WORK ORDER: Retrieve every line from the records in which the word "below" occurs.

SUPPLIED RECORDS:
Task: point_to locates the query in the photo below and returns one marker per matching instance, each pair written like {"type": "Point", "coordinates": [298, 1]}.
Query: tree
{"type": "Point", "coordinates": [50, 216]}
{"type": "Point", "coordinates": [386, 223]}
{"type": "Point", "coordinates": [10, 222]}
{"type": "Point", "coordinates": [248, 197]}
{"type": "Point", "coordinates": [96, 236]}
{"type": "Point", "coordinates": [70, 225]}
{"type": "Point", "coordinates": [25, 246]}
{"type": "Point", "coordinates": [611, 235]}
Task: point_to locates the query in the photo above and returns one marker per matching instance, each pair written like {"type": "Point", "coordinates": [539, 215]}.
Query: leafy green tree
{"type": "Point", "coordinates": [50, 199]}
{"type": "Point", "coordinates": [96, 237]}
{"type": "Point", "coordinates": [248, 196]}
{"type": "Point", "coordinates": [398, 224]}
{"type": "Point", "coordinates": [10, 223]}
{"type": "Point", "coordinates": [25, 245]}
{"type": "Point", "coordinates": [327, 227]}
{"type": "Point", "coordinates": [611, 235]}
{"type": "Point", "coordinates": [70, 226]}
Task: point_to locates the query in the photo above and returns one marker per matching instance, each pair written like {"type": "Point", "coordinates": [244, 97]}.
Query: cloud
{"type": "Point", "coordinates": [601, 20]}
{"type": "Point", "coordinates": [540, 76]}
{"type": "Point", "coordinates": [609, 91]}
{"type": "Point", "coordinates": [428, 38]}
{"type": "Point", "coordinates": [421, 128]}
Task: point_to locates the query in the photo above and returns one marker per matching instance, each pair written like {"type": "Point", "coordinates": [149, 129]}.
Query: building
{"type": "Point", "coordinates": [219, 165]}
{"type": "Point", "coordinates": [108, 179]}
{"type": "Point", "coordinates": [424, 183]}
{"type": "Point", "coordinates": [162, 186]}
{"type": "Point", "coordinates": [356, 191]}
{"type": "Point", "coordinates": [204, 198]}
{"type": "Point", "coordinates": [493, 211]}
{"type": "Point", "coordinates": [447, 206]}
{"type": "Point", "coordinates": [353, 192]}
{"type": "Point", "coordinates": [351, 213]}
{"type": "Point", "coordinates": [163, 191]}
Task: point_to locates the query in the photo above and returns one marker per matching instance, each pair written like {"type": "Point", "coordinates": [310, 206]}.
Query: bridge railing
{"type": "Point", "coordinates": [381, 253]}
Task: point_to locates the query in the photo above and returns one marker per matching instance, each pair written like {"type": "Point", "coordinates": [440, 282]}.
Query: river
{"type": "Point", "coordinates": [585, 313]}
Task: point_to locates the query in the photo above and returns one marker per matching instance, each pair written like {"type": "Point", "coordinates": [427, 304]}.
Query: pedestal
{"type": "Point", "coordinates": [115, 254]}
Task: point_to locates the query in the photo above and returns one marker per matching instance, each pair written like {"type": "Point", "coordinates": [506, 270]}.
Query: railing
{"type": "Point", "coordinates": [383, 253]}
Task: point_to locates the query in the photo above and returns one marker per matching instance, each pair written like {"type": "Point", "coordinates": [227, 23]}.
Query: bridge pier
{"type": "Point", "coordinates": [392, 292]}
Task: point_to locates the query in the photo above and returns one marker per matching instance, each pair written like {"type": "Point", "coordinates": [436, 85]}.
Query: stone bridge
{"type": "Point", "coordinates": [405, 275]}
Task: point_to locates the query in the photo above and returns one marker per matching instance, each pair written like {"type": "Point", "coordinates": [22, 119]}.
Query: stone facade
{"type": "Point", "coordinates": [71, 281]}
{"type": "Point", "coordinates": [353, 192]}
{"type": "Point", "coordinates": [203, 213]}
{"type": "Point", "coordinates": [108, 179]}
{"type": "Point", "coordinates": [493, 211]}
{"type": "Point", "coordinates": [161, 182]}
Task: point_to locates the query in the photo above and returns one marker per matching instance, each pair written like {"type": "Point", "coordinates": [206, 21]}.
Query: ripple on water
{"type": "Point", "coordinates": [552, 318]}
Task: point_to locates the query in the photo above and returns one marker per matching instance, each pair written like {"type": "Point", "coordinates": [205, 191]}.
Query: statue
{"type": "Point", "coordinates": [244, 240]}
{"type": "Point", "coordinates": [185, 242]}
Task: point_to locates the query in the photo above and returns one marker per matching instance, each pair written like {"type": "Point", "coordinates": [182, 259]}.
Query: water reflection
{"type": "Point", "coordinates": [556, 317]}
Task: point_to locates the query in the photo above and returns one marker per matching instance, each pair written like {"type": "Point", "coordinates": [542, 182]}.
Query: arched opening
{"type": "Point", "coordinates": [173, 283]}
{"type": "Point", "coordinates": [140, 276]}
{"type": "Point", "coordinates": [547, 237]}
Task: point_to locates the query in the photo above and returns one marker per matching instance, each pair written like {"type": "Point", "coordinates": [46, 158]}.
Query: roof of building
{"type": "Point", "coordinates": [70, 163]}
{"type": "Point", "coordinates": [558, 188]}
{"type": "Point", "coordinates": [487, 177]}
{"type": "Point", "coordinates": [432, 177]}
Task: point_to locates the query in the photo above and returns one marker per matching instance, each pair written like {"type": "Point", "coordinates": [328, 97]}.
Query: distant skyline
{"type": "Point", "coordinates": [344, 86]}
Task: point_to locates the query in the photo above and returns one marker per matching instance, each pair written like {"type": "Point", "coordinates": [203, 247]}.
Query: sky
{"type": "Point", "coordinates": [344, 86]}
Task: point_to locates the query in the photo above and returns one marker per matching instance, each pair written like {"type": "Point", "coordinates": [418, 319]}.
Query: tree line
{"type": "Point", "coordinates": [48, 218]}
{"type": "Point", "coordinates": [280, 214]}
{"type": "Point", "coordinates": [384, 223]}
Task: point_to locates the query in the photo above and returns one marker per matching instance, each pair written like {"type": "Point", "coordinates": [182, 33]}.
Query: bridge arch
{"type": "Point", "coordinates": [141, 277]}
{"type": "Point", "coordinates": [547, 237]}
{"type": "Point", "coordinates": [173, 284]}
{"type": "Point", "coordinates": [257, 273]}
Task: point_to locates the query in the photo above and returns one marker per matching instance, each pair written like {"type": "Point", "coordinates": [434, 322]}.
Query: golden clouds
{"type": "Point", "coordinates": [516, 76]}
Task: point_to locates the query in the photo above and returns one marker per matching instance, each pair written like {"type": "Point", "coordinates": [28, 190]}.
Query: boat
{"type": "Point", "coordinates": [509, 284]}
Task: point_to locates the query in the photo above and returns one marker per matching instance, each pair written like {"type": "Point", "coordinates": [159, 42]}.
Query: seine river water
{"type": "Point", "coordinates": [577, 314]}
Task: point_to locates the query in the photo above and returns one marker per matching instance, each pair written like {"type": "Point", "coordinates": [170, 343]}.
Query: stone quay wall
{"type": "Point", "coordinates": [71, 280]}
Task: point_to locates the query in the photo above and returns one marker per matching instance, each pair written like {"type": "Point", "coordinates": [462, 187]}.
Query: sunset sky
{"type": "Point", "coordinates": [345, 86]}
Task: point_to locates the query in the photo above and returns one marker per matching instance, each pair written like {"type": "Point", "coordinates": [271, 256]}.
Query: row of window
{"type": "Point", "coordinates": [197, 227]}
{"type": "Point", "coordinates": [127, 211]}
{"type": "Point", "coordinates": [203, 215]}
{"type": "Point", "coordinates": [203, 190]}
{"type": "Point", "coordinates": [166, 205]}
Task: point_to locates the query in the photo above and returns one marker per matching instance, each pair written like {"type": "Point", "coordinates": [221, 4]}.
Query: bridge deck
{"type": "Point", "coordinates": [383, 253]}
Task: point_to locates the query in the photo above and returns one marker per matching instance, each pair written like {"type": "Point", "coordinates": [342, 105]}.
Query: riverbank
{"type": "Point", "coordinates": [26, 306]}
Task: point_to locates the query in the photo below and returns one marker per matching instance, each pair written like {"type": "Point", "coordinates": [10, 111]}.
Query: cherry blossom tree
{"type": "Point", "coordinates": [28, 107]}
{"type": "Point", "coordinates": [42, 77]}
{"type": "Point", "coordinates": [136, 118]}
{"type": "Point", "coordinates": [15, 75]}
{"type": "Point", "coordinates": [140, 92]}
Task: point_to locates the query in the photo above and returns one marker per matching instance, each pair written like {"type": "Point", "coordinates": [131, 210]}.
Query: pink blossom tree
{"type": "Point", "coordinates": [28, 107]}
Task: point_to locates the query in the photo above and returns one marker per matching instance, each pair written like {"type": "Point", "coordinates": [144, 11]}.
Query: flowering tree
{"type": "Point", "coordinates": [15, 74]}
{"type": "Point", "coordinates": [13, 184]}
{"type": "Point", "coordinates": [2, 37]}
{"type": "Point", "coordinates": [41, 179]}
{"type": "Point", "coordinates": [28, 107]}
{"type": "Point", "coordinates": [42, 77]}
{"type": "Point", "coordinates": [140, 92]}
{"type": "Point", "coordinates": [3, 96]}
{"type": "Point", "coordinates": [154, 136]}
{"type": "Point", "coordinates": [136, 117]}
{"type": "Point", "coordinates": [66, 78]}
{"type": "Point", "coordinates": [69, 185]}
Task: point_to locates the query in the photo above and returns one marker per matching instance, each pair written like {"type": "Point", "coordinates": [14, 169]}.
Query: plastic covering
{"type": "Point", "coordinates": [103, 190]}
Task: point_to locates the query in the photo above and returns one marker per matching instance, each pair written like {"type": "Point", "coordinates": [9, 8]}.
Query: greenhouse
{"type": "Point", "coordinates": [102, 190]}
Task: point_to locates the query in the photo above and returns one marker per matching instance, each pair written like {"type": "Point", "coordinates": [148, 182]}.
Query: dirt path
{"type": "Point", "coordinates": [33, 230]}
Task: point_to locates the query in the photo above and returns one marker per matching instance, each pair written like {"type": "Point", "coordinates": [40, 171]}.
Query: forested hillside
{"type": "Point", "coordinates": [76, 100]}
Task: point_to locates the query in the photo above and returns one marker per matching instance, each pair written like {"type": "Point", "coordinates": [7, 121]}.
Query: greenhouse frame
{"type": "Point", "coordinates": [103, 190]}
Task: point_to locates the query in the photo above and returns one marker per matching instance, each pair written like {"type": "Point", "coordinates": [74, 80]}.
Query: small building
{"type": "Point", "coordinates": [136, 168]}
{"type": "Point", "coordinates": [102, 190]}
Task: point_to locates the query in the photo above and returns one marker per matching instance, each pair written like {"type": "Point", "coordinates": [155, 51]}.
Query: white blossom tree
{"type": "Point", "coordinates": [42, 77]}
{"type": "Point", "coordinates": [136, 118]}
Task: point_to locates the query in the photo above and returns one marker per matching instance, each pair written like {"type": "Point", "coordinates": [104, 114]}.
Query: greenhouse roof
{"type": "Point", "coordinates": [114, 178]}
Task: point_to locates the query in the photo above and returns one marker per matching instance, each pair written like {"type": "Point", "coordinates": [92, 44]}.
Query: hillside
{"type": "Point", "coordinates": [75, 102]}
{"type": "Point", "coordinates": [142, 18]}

FINISHED TASK:
Task: point_to locates the query in the photo below and returns one marker per matching instance, each pair written like {"type": "Point", "coordinates": [298, 1]}.
Task: point_to locates the query in the photo below and returns one marker per matching instance, each pair written like {"type": "Point", "coordinates": [10, 111]}.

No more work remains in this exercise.